------ Records for the task
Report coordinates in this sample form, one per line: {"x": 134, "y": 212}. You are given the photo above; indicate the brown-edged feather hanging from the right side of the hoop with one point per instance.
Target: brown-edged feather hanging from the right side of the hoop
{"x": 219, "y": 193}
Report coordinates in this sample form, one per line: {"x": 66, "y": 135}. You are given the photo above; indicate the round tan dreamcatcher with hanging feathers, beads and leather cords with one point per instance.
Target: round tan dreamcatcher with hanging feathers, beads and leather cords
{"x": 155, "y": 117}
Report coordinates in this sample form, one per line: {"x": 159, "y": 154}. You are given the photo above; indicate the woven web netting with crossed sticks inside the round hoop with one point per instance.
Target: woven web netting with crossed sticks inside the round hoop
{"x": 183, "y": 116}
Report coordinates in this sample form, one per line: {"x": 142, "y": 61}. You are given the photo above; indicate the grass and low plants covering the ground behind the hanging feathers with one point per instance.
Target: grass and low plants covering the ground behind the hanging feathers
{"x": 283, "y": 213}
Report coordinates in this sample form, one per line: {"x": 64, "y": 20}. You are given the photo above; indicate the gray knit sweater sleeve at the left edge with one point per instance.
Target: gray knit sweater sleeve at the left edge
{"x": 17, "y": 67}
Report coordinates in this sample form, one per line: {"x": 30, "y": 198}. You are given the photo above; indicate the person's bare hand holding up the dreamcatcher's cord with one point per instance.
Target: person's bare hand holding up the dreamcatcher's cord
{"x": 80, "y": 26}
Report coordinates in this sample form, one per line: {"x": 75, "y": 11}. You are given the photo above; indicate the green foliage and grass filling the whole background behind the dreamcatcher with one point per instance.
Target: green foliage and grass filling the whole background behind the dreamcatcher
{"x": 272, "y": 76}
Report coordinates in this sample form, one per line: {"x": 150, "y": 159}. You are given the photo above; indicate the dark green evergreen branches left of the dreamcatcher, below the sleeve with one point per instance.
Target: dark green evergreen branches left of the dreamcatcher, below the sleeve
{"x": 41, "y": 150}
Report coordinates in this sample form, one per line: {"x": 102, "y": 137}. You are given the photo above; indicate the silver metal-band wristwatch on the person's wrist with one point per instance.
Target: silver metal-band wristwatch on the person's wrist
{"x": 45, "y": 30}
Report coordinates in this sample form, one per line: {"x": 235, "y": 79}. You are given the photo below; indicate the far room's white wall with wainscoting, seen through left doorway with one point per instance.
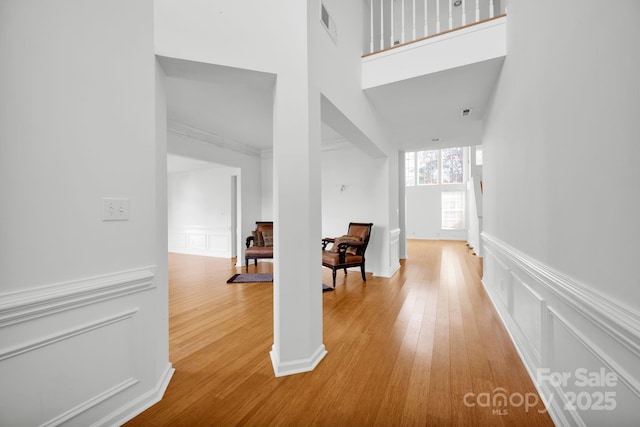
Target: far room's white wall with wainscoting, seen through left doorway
{"x": 200, "y": 212}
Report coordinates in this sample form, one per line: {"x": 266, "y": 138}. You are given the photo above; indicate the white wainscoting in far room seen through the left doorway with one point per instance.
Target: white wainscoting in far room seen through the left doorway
{"x": 215, "y": 242}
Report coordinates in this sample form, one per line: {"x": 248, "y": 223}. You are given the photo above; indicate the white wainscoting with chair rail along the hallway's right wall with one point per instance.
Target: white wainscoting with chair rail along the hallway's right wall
{"x": 580, "y": 347}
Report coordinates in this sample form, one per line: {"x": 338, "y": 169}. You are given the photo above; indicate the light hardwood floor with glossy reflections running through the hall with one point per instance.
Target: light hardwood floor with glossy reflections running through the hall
{"x": 401, "y": 352}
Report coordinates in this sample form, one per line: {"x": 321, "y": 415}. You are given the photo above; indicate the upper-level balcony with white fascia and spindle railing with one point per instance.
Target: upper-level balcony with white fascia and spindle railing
{"x": 409, "y": 38}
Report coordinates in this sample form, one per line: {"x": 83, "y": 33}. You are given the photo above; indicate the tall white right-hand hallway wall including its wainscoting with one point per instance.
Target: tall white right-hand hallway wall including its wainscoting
{"x": 561, "y": 197}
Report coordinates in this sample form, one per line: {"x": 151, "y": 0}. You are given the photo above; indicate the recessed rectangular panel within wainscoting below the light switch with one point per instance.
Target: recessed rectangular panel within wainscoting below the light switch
{"x": 102, "y": 352}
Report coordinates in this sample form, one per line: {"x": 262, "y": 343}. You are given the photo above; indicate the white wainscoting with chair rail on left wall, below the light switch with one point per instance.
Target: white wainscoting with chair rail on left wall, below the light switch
{"x": 71, "y": 353}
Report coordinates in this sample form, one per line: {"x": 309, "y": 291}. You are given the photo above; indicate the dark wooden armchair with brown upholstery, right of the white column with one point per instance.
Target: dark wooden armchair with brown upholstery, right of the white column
{"x": 348, "y": 250}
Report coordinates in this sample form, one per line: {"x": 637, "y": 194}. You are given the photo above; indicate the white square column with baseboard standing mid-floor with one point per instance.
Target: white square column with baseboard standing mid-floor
------------
Problem details: From the records above, print exactly the lines that run from the line with "edge with one point per instance." to the line with "through left doorway with one point per instance.", inclusive.

Expected output:
Report coordinates in this sample form, one per line: {"x": 64, "y": 20}. You are given the photo above; indicate the gray knit sweater sleeve at the left edge with one point per instance.
Target: gray knit sweater sleeve at the left edge
{"x": 17, "y": 67}
Report coordinates in this sample form, one per line: {"x": 30, "y": 198}. You are given the photo above; indicate the person's bare hand holding up the dreamcatcher's cord with one point per instance.
Target: person's bare hand holding up the dreamcatcher's cord
{"x": 80, "y": 26}
Report coordinates in this sample form, one per line: {"x": 75, "y": 11}. You are given the photo above; indicate the green foliage and grass filling the whole background behind the dreamcatcher with one point per instance.
Target: green foliage and grass filling the whole background behind the dreamcatcher
{"x": 272, "y": 76}
Report coordinates in this sample form, one per line: {"x": 150, "y": 159}. You are given the photo above; indicate the dark green evergreen branches left of the dreamcatcher, below the sleeve with one point per instance.
Target: dark green evergreen branches left of the dreamcatcher, below the sleeve
{"x": 41, "y": 150}
Report coordinates in this sample form, one per line: {"x": 102, "y": 137}. You are given the photo above; indicate the silver metal-band wristwatch on the person's wrist with one point per instance.
Target: silver metal-band wristwatch on the person's wrist
{"x": 45, "y": 30}
Report coordinates in this sample form, one per line: {"x": 235, "y": 79}. You are given the photo below; indicate the far room's white wall with wainscoting, seen through left doorway with one point per instance.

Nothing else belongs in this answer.